Parece muy fácil hacerlo y tengo ganas de empezar con él. Me llama la atención el condensador en paralelo con el tubo, 1000 V. ¿No crees que se pasan?

Un cordial saludo.


----------



## el-rey-julien (Feb 9, 2012)

este tiene el éxito asegurado,es fácil económico y funciona muy bien ,calienta un poco el transistor,leer el enlace para mas detalles de su construcción,acá en el foro por algun lado ya lo avían echo,pero con un las bovinas en un trafo de ferrita

http://www.talkingelectronics.com/projects/FluorescentInverter/FluorescentInverter.html


















acá hay mas 
http://www.eleccircuit.com/a-simple-inverter-for-florescent-lamps-by-d882/




acá el del transformador reciclado , éste último es el estaba buscando para javo16 y son los que actualmente tengo en mis luces , funciona con 6 volt,
http://tacashi.tripod.com/elctrncs/inverter/inverter.htm













justo como dice la ultima foto es usado en acuarios


----------



## fernandob (Feb 9, 2012)

Meta dijo:


> Por curiosidad.
> 
> ¿Les sale caro hacer comprar esos componentes para hacer esas ideas que parece fácil y no lo es?


 
meta yo pienso lo mismo , es mas , alguna vez me dio ganas de poner un circuito que No funcione, bien teoricamente absurdo.
sabes para que ?? 
para quienes quieren ARMAR, 
asi, solo eso .
que les pongan un circuito y van a armarlo.
en este caso la culpa no la tiene el que les da de comer sino el chancho.

es mas, vos abriste una puerta , asi que la seguire, por que hace rato me picaba y en muchos temas:

yo hace rato tengo un circuito que usaba para unas luces de emergencia, hace 15 años hacia, ahora me quedan unas pocas que espero sacarme de encima, de 12v que usaban tubo de 15w.

pero sabes como es la cosa ??
ty te digo que parecen TONTOS si se ponen a armar lo que se cuelga.
por que en realidad si uno tiene un poco de cabeza tenes 3 opciones:

1 -- lo diseñas de cero .

2 --- los analizas, tratas de entenderlos y si los entendes mas o menos elegis el mejor y lo armas y mejoras, por que si lo entendes podras modificarlo.

3 -- como no lo entendes buscas LO MEJOR para copiarlo, algo que ya existe y es comercial y funciona bien ..........¿ cuanto te puede costar ?? 
por que es realmente mediocre entrar al foro a ver circuitos que sacan de aca o alla (como bien decis) .
yo si fuese yo y necesito, pues que me compro uno bueno comercial, es mas, eso hago, tengo placas que se venden, mi proveedor me vendia, no recuerdo el nombre del fabricante que hacia las luces.......ya me fijo...............marca EYDE

y sino , creo que mas eficiente: compra (a buscarla ) BC de 12v , creo que las tenia ALIC.

• **Bloque de datos**
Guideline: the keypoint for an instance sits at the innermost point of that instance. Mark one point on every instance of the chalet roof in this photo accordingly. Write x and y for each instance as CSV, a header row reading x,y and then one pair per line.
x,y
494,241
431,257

• **Desafíos**
**1.** Para cada afirmación, responde sí o no según el fragmento y cita textualmente las palabras que lo deciden: (a) el circuito del transformador reciclado funciona con 6 voltios; (b) las luces de emergencia de fernandob eran de 12 V y usaban tubo de 15 W; (c) según el-rey-julien, el circuito no calienta el transistor.
**2.** Por favor, convierte en una lista breve el párrafo del fragmento que empieza «este tiene el éxito asegurado», sin perder sus datos principales.
Los datos no tienen relación con el fragmento del documento.

• **Respuestas por tarea**
**1.**
(a) Sí: «funciona con 6 volt».
(b) Sí: «de 12v que usaban tubo de 15w».
(c) No: «calienta un poco el transistor».

**2.**
- Tiene el éxito asegurado.
- Es fácil, económico y funciona muy bien.
- Calienta un poco el transistor.
- El enlace da más detalles de su construcción.
- En el foro ya se había hecho, pero con las bobinas en un transformador de ferrita.